■ DOCUMENT SEGMENT:
^^^^
Volume 3 Number 1 February, 2006
 
  
 
From the Faculty Fellow: Sound in my Sights
Ed Gallagher  
 

About the Author

Edward J. Gallagher is Professor of English at Lehigh University and is now in the last semester of a two-year stint as Lehigh Lab Fellow.
Abstract

Gallagher sketches out five uses of audio technology that he will explore in the near future to enhance face-to-face classes.

 

So, as promised in the last Lehigh Lab Notes, we made some digital movies last semester.  And have lived to tell about it.  See Norma Desmond's, er, I mean Julia Maserjian's article on our class elsewhere in this issue.  The movie making will continue this semester (I was tempted to say -- for those of you following the Fellow's flimsy stream of consciousness -- that the sun will not set on the movie making), but what's next on the Lehigh Lab Fellow's horizon?  Somehow, as I explained in a previous column (January 2005), it feels more in keeping with the ever forward-looking notion of Lehigh Lab for me to talk about what I'm thinking about doing rather than what I've done.
^^^^
■ WHAT IS ASKED:
• 1. Quote the faculty fellow column word for word, starting with "Edward J. Gallagher" and going on through "enhance face-to-face classes.".
• 2. List every person named in the faculty fellow column.

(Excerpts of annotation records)
^^^^
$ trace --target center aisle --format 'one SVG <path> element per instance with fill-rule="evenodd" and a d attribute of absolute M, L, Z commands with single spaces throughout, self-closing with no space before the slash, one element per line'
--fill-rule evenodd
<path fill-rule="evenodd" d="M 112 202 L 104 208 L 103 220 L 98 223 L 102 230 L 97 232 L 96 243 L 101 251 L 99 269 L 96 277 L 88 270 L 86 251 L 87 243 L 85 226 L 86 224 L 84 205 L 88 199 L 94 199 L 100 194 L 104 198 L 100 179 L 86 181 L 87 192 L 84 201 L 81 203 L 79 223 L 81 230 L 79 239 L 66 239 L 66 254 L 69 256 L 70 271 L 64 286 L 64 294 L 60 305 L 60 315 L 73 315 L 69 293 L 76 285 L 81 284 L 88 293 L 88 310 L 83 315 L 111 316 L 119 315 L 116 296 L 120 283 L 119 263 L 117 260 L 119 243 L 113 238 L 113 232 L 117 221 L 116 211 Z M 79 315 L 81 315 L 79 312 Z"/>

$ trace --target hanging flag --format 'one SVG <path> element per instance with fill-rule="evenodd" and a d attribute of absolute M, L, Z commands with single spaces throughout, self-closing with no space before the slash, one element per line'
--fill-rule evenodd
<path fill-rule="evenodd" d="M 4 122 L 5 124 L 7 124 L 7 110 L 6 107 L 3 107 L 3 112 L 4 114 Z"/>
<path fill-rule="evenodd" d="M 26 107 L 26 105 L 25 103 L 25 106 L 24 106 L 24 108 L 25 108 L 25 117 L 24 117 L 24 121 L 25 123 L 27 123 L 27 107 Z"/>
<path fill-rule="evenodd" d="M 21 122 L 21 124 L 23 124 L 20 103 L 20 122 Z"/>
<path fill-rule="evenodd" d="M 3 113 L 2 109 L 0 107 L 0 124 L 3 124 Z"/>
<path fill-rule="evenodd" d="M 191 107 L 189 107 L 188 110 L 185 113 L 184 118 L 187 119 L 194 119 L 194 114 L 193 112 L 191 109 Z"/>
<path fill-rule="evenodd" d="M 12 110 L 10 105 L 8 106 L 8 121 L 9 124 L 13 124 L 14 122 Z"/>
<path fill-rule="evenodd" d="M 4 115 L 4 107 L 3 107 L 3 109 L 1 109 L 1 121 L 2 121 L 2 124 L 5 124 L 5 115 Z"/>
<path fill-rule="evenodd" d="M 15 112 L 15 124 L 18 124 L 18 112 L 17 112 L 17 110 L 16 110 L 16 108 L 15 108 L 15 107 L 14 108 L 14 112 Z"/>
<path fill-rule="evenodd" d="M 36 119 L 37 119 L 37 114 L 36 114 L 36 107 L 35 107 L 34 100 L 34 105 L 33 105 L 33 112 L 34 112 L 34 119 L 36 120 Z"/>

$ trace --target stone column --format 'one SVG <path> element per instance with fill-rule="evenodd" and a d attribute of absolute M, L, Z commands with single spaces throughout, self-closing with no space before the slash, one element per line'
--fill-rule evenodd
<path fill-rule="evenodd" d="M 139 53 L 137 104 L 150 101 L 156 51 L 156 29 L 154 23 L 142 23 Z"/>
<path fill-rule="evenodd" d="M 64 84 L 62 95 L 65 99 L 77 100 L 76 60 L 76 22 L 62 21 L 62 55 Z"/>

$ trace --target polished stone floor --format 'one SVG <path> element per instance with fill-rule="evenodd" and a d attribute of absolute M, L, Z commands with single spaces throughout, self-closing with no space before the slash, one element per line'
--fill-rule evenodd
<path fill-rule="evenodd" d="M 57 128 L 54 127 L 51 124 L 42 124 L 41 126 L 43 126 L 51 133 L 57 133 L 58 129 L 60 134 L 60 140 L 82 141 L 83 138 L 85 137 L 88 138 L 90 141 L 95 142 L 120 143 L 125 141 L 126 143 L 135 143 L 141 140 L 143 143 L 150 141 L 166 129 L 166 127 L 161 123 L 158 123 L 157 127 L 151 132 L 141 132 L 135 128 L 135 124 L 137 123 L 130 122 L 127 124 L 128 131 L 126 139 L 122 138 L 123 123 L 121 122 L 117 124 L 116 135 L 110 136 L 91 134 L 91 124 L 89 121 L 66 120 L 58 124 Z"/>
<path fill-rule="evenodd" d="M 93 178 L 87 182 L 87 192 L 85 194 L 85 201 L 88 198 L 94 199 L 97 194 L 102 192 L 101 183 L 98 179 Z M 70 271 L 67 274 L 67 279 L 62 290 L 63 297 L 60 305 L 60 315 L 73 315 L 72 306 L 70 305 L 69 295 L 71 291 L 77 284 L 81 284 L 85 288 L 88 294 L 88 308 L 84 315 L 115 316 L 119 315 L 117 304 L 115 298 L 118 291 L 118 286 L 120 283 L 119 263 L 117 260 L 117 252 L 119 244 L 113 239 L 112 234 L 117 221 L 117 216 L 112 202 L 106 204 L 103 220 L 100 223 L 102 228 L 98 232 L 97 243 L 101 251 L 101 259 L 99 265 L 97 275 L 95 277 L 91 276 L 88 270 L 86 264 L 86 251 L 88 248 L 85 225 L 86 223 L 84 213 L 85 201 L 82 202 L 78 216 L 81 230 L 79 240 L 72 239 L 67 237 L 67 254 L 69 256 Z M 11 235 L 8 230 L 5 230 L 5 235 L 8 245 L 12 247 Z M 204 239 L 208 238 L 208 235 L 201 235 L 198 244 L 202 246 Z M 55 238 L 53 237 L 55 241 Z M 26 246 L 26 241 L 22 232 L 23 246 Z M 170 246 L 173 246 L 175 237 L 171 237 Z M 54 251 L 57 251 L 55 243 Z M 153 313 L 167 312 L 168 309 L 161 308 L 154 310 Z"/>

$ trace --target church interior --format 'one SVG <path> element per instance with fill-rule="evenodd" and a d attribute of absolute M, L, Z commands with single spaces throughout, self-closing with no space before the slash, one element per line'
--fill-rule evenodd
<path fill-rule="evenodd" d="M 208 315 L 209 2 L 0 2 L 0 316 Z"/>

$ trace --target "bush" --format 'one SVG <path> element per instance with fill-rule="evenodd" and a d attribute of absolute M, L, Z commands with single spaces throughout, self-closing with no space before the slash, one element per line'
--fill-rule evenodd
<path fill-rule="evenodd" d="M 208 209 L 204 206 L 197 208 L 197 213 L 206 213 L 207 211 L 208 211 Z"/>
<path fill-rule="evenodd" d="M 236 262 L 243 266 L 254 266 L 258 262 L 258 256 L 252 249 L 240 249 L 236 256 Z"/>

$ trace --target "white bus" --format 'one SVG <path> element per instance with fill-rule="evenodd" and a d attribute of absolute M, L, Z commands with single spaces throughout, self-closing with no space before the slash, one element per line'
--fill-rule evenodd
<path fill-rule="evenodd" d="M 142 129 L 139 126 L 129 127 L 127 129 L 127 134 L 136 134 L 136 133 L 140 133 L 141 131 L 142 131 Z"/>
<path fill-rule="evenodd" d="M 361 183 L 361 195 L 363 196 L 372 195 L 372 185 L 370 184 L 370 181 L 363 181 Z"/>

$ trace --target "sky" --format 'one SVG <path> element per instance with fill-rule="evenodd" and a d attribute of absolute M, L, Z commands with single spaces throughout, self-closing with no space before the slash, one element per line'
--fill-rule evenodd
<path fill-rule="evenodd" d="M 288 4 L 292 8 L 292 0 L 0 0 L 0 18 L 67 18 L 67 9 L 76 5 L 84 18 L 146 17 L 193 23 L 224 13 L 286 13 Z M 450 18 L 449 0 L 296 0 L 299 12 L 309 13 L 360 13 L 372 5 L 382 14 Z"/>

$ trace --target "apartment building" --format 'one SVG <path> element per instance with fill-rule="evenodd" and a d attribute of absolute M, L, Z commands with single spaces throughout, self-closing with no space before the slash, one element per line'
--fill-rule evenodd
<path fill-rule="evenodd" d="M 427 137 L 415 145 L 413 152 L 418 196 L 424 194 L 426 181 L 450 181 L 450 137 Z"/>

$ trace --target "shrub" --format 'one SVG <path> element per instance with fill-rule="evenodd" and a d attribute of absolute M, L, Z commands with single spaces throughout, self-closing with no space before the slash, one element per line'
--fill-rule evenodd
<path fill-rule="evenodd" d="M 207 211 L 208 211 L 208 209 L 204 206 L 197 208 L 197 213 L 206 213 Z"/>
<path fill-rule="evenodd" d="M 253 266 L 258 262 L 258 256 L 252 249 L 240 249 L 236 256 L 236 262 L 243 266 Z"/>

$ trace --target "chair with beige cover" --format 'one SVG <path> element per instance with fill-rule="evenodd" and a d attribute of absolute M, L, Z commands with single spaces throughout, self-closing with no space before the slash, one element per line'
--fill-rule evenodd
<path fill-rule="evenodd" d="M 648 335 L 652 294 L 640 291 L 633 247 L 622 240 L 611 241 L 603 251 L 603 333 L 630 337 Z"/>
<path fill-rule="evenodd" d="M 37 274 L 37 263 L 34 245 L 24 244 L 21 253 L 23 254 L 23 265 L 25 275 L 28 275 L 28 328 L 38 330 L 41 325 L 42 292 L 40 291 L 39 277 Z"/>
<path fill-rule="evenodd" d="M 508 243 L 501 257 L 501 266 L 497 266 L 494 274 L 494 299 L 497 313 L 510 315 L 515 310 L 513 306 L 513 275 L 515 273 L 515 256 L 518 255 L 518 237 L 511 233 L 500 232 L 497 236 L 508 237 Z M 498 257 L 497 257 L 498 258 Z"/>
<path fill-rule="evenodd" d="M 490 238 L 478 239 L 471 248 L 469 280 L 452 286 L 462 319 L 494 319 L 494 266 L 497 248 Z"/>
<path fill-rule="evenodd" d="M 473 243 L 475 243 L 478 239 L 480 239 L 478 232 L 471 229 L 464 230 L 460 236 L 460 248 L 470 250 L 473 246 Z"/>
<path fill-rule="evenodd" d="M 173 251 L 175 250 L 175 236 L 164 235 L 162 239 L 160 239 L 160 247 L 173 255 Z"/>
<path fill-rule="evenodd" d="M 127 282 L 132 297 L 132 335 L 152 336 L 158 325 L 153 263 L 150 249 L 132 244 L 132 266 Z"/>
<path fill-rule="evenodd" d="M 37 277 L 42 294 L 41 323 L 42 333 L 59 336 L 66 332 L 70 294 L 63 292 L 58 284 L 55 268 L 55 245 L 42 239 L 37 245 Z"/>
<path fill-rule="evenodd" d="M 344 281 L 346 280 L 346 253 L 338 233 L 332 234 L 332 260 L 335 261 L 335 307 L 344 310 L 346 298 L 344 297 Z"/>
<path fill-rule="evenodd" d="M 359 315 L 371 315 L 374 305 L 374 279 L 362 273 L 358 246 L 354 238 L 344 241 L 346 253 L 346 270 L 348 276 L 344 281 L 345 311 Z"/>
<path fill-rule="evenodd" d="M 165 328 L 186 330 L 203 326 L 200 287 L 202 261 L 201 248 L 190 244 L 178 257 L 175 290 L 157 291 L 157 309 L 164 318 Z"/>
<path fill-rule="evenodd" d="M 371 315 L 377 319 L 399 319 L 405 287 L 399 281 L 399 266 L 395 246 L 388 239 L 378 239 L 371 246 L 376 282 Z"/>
^^^^
■ FINAL ANSWERS:
• 1.
Edward J. Gallagher is Professor of English at Lehigh University and is now in the last semester of a two-year stint as Lehigh Lab Fellow.
Abstract

Gallagher sketches out five uses of audio technology that he will explore in the near future to enhance face-to-face classes.

• 2.
- Ed Gallagher (also given as Edward J. Gallagher)
- Norma Desmond
- Julia Maserjian